• Extracted text
-----

Home Stretch
Three Weeks Left. Date 1: Let’s see, how to describe Date 1. He’s somewhat of an enigma. Frat boy, vegan since 1992, entrepreneur, likes to fly planes, is from a small town, and likes to hike and river raft. He lives in the suburbs, and is leaning towards moving farther away from town. His proposed business (something to do with small planes and commuting in the pacific NW) is interesting. He’s nice enough, but my gut check says no way.
Three Weeks Left. Date 2: Dinner. I'm running out of names (or maybe nothing about this guy stood out?). He really liked talking about himself.
Three Weeks Left. Date 3: Outdoor Man. The way to my heart is NOT to lecture me on things I already know. Outdoor man has just launched into a monologue on ecology 101, and I’m annoyed. Our drinks haven’t come yet, and as he moves on to a lecture on mushrooms 101 (slightly more interesting, since I don’t know much about mushrooms), I’m wishing I had ordered two.

-----

• Records supplied
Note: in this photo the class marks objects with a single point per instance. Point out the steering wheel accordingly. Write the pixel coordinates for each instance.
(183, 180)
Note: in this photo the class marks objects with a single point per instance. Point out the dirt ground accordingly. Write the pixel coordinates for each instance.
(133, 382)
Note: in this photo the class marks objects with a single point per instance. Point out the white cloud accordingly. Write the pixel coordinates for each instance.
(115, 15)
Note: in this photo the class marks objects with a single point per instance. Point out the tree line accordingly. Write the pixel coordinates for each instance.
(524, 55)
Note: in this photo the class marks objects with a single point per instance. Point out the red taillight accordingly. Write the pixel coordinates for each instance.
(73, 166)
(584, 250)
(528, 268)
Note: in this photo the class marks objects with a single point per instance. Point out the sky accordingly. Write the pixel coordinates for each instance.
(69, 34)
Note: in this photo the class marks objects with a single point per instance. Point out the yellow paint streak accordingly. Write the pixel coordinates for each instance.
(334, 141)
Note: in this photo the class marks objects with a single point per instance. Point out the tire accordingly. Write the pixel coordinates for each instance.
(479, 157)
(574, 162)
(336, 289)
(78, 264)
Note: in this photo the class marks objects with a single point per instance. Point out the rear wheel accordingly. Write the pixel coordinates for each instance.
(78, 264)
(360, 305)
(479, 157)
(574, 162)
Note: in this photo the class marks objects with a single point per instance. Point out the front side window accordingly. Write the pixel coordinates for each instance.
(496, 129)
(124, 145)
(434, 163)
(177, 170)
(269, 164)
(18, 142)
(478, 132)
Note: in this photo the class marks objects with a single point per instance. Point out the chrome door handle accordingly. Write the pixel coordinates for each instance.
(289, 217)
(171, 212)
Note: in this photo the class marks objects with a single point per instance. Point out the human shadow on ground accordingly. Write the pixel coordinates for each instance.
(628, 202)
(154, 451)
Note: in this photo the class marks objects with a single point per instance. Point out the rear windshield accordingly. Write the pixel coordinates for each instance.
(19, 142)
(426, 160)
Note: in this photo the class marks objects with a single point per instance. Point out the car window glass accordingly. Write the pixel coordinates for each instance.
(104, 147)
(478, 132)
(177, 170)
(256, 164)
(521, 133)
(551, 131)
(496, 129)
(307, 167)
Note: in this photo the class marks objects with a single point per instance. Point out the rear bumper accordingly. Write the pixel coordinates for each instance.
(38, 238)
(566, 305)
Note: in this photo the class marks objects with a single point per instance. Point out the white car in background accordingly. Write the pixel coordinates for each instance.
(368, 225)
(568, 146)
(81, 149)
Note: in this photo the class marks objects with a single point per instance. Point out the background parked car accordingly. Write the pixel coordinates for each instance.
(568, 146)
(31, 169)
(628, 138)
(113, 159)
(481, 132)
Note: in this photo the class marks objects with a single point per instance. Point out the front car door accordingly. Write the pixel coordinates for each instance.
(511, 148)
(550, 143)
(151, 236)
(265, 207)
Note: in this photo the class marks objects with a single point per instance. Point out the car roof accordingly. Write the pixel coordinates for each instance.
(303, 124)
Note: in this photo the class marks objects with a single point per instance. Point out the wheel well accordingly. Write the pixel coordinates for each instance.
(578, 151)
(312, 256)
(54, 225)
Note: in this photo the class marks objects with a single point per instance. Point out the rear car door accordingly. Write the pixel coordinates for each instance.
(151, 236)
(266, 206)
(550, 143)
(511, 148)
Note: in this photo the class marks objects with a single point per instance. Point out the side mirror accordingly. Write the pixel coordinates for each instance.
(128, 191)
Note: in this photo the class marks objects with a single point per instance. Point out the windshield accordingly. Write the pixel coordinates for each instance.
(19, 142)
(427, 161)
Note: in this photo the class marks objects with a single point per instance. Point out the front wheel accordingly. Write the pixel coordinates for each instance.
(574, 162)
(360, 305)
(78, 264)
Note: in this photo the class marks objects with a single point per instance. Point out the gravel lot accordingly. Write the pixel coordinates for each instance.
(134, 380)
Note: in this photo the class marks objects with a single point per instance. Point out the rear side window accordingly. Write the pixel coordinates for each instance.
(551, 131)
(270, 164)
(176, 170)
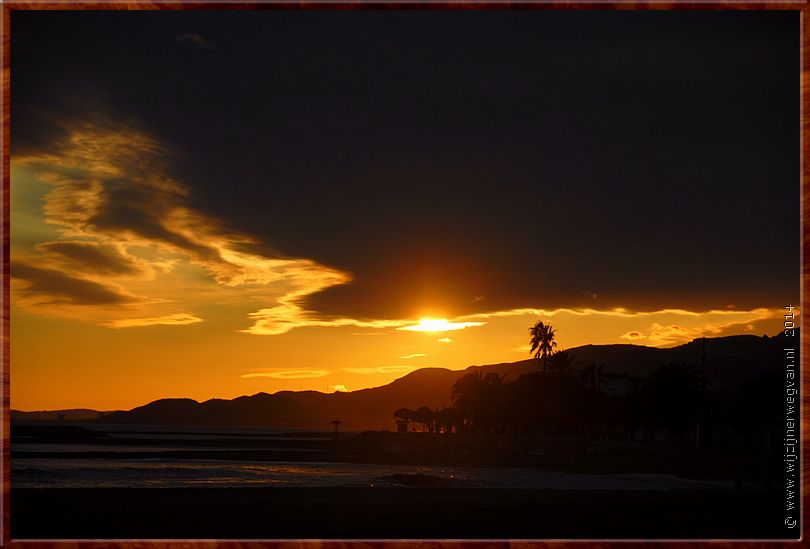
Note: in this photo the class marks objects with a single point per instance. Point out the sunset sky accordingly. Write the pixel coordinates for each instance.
(212, 204)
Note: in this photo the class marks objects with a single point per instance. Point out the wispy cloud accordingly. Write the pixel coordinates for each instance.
(379, 370)
(177, 319)
(129, 240)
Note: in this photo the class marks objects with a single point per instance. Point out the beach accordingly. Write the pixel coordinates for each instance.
(390, 513)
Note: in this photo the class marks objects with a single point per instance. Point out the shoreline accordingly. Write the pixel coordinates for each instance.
(390, 513)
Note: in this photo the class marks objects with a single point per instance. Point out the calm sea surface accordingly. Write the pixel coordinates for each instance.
(69, 469)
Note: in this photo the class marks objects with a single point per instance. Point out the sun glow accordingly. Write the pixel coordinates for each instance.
(438, 325)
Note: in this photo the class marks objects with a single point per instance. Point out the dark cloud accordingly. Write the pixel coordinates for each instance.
(53, 287)
(92, 257)
(142, 211)
(648, 157)
(195, 41)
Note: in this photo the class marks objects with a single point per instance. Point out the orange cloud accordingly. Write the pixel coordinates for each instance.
(131, 242)
(289, 374)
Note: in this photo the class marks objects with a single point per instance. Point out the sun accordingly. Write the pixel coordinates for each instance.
(438, 325)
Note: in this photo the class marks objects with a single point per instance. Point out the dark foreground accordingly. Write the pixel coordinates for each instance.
(391, 513)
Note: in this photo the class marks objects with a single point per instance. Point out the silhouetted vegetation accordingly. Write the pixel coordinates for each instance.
(674, 403)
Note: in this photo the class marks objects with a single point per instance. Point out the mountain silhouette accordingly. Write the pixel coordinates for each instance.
(729, 362)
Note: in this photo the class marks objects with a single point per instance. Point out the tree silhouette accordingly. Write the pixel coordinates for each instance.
(479, 399)
(542, 342)
(424, 415)
(562, 362)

-----

Can you quote the "Home Stretch" post word for word, starting at "Home Stretch" up to and including "says no way."?

Home Stretch
Three Weeks Left. Date 1: Let’s see, how to describe Date 1. He’s somewhat of an enigma. Frat boy, vegan since 1992, entrepreneur, likes to fly planes, is from a small town, and likes to hike and river raft. He lives in the suburbs, and is leaning towards moving farther away from town. His proposed business (something to do with small planes and commuting in the pacific NW) is interesting. He’s nice enough, but my gut check says no way.